## REQUIREMENT:
In the piece below about predicting Apple's next products, rewrite the paragraph beginning "If you're going to listen to anybody" as a short bulleted list that keeps its main facts.

Segment Start: TEXT SECTION

There are a lot of useless goons out there on the Internet trying to tell you what Apple's doing next. They're the fanboys that posted all those blurry pictures of fake iPhone 5 cases on their fanboy blogs and will not shut up about the inevitable arrival of an Apple television set. They love to speculate and they have great imaginations. They're just not right all that often.
If you're going to listen to anybody about the future of Apple products, you should listen to the dude that used to build them. Bruce Tognazzini worked at Apple for 14 years, where "he designed Apple’s first human interface and wrote eight editions of the Apple Human Interface Guidelines," according to his website. Now, he's a blogger (of course) and a consultant (oh God) and a performer (the fuck?) and an "expert witness" (usually not a good sign) and a pilot and, like, six other things. He also invented the viewfinder that you probably have you your digital camera. You get it. This guy's accomplished, an original Apple guy and probably comes equipped with a monster-sized ego. Nevertheless, when he talks about Apple products, I'm actually inclined to believe him.

Segment End: TEXT SECTION
Segment Start: AVAILABLE DATA

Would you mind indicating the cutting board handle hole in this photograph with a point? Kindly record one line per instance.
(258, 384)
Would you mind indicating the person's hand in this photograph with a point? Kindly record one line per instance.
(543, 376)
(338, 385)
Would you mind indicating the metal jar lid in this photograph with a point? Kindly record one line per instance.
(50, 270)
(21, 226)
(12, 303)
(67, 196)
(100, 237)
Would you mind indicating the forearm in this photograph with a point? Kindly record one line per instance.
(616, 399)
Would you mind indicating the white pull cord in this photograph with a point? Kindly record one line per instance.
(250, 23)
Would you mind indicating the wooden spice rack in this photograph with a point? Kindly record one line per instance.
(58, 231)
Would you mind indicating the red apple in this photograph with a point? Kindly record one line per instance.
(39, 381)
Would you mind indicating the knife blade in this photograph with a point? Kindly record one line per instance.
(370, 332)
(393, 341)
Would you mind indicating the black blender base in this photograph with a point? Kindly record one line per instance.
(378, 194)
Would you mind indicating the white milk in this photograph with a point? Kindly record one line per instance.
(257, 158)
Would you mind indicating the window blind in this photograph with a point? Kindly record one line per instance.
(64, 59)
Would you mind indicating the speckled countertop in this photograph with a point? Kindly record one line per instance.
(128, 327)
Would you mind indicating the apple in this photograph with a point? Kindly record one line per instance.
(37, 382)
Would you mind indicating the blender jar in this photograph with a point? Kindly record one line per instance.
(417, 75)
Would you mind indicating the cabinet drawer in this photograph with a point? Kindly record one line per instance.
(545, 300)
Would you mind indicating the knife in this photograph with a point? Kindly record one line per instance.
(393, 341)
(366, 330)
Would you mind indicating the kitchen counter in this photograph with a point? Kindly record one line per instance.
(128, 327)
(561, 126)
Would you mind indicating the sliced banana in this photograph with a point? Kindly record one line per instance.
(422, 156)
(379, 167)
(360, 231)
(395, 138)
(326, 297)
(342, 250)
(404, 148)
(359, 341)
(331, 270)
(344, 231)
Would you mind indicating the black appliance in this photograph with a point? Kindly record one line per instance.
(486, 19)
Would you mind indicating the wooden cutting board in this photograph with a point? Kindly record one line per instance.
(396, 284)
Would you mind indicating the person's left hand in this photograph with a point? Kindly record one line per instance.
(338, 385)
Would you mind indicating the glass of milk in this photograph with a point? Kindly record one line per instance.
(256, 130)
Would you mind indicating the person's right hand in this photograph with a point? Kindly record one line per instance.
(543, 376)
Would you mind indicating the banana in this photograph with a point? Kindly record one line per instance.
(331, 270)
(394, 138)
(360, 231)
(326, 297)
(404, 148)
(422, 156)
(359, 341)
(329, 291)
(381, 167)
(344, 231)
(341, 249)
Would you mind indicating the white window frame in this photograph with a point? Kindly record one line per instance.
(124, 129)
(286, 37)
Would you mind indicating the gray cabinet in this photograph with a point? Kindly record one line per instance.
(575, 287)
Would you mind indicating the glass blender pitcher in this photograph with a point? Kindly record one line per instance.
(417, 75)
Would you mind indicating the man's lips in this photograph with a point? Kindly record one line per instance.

Segment End: AVAILABLE DATA
Segment Start: AVAILABLE DATA

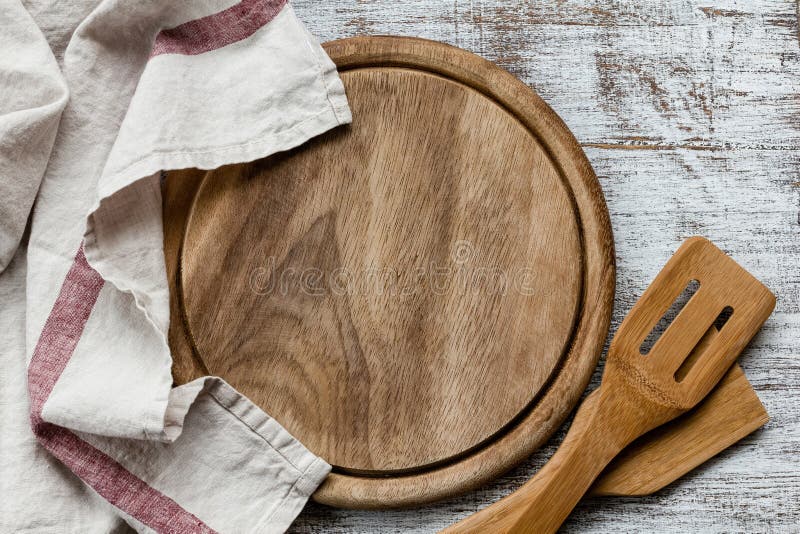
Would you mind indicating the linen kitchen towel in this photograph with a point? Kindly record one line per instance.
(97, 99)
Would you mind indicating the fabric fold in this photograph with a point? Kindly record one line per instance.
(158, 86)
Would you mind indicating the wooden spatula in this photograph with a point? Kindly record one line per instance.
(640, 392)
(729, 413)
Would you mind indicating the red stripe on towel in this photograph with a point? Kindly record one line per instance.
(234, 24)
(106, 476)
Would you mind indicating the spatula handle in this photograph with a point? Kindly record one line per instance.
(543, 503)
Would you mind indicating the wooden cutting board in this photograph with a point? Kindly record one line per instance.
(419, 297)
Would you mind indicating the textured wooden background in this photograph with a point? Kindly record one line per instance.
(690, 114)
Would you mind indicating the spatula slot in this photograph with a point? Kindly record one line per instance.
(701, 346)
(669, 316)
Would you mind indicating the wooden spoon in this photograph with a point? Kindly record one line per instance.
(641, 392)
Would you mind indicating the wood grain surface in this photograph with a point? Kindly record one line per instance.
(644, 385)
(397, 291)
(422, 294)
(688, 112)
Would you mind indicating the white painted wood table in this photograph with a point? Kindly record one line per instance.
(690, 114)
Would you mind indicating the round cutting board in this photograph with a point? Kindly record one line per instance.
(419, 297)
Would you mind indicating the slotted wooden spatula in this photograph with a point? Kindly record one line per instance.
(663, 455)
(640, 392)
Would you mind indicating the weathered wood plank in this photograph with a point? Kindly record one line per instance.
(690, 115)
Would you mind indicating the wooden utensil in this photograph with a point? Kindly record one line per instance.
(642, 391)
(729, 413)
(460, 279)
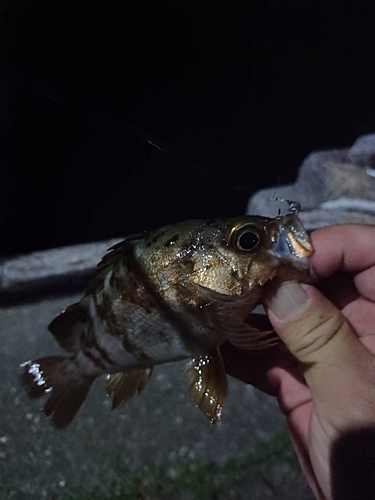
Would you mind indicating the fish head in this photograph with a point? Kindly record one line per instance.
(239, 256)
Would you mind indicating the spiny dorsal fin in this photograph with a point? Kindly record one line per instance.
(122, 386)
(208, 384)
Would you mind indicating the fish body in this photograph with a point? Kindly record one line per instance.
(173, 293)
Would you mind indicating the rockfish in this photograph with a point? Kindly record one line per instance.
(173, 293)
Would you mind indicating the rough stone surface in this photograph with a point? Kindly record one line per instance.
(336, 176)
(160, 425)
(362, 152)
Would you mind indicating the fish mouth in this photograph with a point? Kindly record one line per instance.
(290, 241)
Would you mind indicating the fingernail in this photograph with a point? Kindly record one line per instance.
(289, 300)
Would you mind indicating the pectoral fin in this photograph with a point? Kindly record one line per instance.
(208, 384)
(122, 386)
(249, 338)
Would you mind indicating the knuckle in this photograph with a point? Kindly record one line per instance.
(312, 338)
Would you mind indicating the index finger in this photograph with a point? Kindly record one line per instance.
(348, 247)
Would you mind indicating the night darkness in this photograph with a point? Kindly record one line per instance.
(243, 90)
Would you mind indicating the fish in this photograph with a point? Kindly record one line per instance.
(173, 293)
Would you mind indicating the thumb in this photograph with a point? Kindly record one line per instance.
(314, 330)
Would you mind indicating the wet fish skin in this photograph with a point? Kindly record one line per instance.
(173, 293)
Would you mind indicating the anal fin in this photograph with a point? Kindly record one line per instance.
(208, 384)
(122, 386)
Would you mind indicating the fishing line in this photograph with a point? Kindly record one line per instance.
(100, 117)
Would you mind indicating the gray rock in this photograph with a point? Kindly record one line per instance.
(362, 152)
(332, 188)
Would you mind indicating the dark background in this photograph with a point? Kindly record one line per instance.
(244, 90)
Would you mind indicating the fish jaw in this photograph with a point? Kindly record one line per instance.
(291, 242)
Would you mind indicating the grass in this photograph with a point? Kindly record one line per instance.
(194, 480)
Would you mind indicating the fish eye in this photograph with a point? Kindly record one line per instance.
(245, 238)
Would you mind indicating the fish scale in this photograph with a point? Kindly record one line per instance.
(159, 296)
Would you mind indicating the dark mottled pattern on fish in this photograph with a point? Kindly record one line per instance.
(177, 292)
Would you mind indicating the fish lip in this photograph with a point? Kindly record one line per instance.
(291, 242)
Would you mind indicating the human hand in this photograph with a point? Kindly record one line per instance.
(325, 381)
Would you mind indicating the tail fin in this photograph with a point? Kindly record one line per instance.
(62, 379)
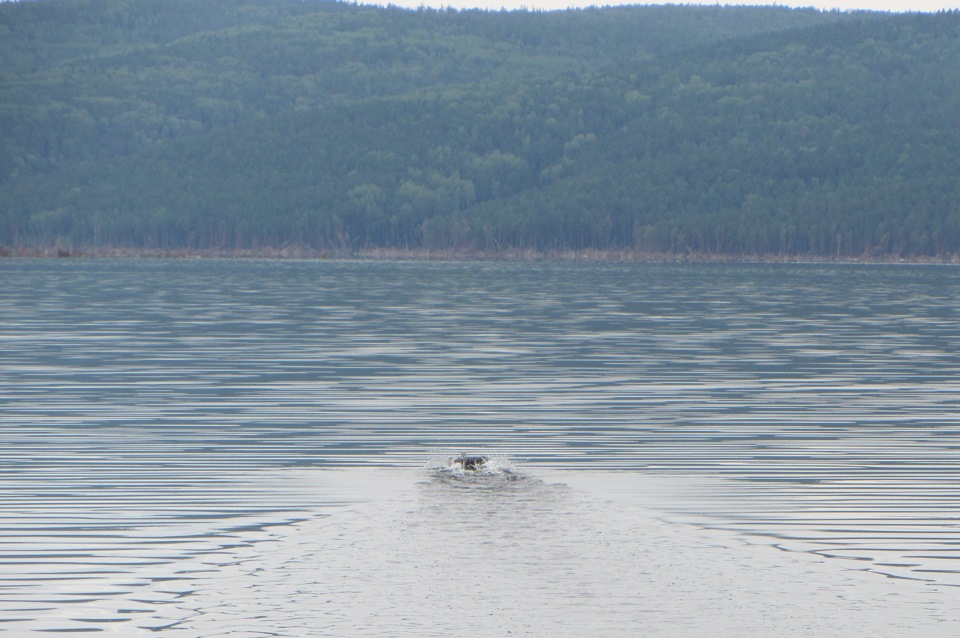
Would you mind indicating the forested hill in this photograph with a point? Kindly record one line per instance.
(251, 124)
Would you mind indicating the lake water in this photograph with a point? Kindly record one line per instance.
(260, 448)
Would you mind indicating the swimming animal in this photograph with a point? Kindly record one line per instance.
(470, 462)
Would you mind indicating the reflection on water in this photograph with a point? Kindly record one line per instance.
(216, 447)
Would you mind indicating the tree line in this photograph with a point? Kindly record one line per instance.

Segment End: AVAILABLE DATA

## ANSWER BOX:
- For predictions about Apple products, listen to someone who used to build them: Bruce Tognazzini.
- He worked at Apple for 14 years. According to his website, he designed Apple's first human interface and wrote eight editions of the Apple Human Interface Guidelines.
- He is now a blogger, consultant, performer, expert witness, pilot, and more.
- He invented the viewfinder that is probably in your digital camera.
- He is accomplished and an original Apple person, and he likely has a huge ego.
- Even so, the writer is inclined to believe what he says about Apple products.